Deine Aufgaben -
(1) Beantworte drei Fragen zum Text über die Freiwilligen Feuerwehren:
(a) Wie viele Feuerwehrleute gab es 2013 in Schleswig-Holstein?
(b) Wie viel Geld will Niedersachsen in die Landesfeuerwehrakademie in Celle investieren?
(c) Wie viele Stunden dauert die Grundausbildung zum „Truppmann“?
(2) Schreibe aus dem Text über die Freiwilligen Feuerwehren wortgetreu den Abschnitt ab, der mit den Worten beginnt, die „Das scheint zu“ enthalten, und mit „Ausbildungssituation inzwischen verbessert.“ endet.
(3) Führe den Text über die Freiwilligen Feuerwehren nach seinem letzten Satz weiter.
━━━ Seitentext ━━━
Das scheint zu wirken: Die Zahl der Mitglieder ist im dritten Jahr in Folge gestiegen. Waren es 2013 noch 48.104 Feuerwehrleute, können die BürgerInnen in Schleswig-Holstein aktuell auf 48.649 Freiwillige zählen. „Wir hoffen auf einen anhaltenden Trend“, sagt Bauer. Einziger Wermutstropfen: Da viele Führungskräfte nur eine Periode lang im Amt blieben, herrsche mehr „Fluktuation“. Die Landesfeuerwehrschule böte nicht genügend Lehrgangsplätze an, um den Bedarf aufzufangen.
Auch die niedersächsische Landesregierung kennt das Problem: Innenminister Boris Pistorius (SPD) kündigte kürzlich an, wegen des gestiegenen Lehrgangsbedarfs 78,2 Millionen Euro in die Landesfeuerwehrakademie in Celle zu investieren. Laut deren Vizepräsident Klaus-Peter Grote hat sich die Ausbildungssituation inzwischen verbessert.
Inhaltlich würden sich die Ausbildungen in den Freiwilligen und Berufsfeuerwehren nicht unterscheiden, sagt Meyer. „Die Inhalte werden jedoch unterschiedlich tief vermittelt.“ Die Ehrenamtlichen müssten sich neben ihrem Beruf weiterbilden – und zwar mindestens 210 Stunden. So lange dauert die Grundausbildung zum „Truppmann“.
━━━ Vorliegende Angaben ━━━
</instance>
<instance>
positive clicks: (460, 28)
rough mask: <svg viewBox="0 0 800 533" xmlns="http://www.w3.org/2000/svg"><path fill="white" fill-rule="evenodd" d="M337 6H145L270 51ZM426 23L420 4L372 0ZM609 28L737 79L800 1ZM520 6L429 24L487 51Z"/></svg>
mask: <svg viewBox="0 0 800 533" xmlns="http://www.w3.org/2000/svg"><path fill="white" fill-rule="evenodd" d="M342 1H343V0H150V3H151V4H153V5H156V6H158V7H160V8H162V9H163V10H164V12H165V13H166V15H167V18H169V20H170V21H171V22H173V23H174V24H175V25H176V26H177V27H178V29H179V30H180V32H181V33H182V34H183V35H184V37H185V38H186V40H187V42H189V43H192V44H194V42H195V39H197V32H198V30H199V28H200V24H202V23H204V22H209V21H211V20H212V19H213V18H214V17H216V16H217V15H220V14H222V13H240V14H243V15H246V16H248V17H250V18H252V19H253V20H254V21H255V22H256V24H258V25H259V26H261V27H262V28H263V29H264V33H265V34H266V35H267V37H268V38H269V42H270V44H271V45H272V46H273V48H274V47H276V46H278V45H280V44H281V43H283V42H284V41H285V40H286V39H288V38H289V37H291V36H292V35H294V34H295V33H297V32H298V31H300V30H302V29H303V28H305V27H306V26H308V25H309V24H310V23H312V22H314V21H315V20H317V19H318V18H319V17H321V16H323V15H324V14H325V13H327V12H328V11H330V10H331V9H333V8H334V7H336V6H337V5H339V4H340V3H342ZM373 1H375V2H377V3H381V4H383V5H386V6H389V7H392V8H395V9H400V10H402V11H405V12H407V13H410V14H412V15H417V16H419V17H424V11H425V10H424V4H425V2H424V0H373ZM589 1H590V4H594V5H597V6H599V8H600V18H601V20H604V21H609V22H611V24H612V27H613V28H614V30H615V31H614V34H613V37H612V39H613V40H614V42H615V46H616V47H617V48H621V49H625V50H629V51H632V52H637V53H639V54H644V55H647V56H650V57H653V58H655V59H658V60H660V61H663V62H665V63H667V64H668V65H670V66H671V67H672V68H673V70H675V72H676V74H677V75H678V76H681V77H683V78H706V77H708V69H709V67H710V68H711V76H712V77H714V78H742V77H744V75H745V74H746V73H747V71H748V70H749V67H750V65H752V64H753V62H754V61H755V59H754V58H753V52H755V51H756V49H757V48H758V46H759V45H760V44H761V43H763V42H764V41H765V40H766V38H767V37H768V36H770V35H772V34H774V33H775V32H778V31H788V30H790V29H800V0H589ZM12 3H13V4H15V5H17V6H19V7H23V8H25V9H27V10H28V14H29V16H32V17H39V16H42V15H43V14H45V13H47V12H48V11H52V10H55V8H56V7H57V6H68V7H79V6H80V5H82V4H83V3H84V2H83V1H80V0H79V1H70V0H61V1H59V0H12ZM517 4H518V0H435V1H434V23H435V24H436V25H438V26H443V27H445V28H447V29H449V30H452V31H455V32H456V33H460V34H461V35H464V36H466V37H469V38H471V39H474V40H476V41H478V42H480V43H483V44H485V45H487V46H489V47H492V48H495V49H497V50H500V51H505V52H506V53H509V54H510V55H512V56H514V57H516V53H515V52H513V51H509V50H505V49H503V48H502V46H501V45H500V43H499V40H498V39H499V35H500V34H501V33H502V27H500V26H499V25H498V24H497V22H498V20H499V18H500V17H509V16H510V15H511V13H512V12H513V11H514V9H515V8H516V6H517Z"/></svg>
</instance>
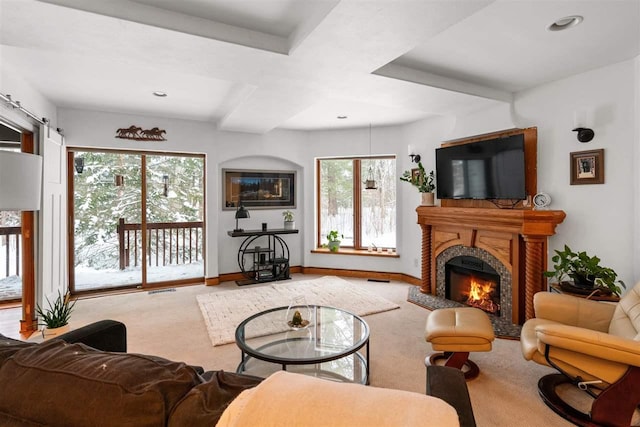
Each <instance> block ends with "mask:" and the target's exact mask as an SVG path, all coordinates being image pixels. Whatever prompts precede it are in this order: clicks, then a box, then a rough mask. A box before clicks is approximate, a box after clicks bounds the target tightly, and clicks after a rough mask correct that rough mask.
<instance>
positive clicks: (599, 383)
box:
━━━
Antworten -
(1)
(a) 48.104
(b) 78,2 Millionen Euro
(c) 210 Stunden

(2)
Das scheint zu wirken: Die Zahl der Mitglieder ist im dritten Jahr in Folge gestiegen. Waren es 2013 noch 48.104 Feuerwehrleute, können die BürgerInnen in Schleswig-Holstein aktuell auf 48.649 Freiwillige zählen. „Wir hoffen auf einen anhaltenden Trend“, sagt Bauer. Einziger Wermutstropfen: Da viele Führungskräfte nur eine Periode lang im Amt blieben, herrsche mehr „Fluktuation“. Die Landesfeuerwehrschule böte nicht genügend Lehrgangsplätze an, um den Bedarf aufzufangen.
Auch die niedersächsische Landesregierung kennt das Problem: Innenminister Boris Pistorius (SPD) kündigte kürzlich an, wegen des gestiegenen Lehrgangsbedarfs 78,2 Millionen Euro in die Landesfeuerwehrakademie in Celle zu investieren. Laut deren Vizepräsident Klaus-Peter Grote hat sich die Ausbildungssituation inzwischen verbessert.

(3)
Dagegen dauert die Ausbildung bei der Berufsfeuerwehr 18 Monate und umfasst theoretische Grundlagen wie die Löscheinsatzlehre. Auch praktische Übungen mit Atemschutzgeräten und Sport gehören dazu. Auszubildende bei der Feuerwehr lernen ebenfalls im Rettungsdienst zu arbeiten. Je nach Familienstand verdienen sie zwischen 1.060 Euro (in Bremen, Schleswig-Holstein und Mecklenburg-Vorpommern) und 2.200 Euro in Hamburg.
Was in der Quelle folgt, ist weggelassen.